WHAT YOU NEED TO DO:
[a] In one to three sentences, explain why the article on the brain after midnight says people are more likely to view the world negatively at that hour.
[b] Continue the article on the brain after midnight from its last sentence.

READING TEXT:
Scientists warn of what happens to the brain after midnight 01

Researchers from Harvard University and the University of Pennsylvania have published a new hypothesis, dubbed the "Mind After Midnight" hypothesis, suggesting that neurophysiological changes occur in the brain when people are awake after midnight. The absolute time these changes occur is relative to your Circadian rhythm but typically occur after midnight, impacting the brain's reward processing, impulse control, and information processing functions.

The researchers found people were more likely to view the world negatively and make impulsive decisions or engage in harmful behaviors without fully considering the consequences. Part of the biological basis for these effects is the circadian influence of positive affect and negative affect, the tendency to view information in a positive or negative light, respectively. Positive affect is highest in the morning after waking and falls to its lowest levels at night when the body is ready for sleep, and negative affect is at its lowest and highest at the opposite times.

Records drawn from a dataset:
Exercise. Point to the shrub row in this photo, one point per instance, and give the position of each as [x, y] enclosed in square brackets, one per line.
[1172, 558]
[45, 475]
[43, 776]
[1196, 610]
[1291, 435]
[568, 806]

ANSWER SECTION:
[a] The article gives the circadian influence on positive and negative affect as part of the biological basis. Positive affect is highest in the morning after waking and falls to its lowest at night, when the body is ready for sleep. Negative affect follows the opposite pattern, so it is at its highest at night.

[b]
Dopamine levels also rise at night, which can promote engaging in riskier behavior as the reward and motivation systems in the brain are influenced. In combination with skewed information processing capacity and other circadian-influenced systems, dopamine can result in poorer decision-making and function late at night.

"The basic idea is that from a high level, global, evolutionary standpoint, your internal biological circadian clock is tuned towards processes that promote sleep, not wakefulness, after midnight," said the paper's senior author Elizabeth B. Klerman, MD, Ph.D.

"There are millions of people who are awake in the middle of the night, and there's fairly good evidence that their brain is not functioning as well as it does during the day. My plea is for more research to look at that, because their health and safety, as well as that of others, is affected," said Klerman.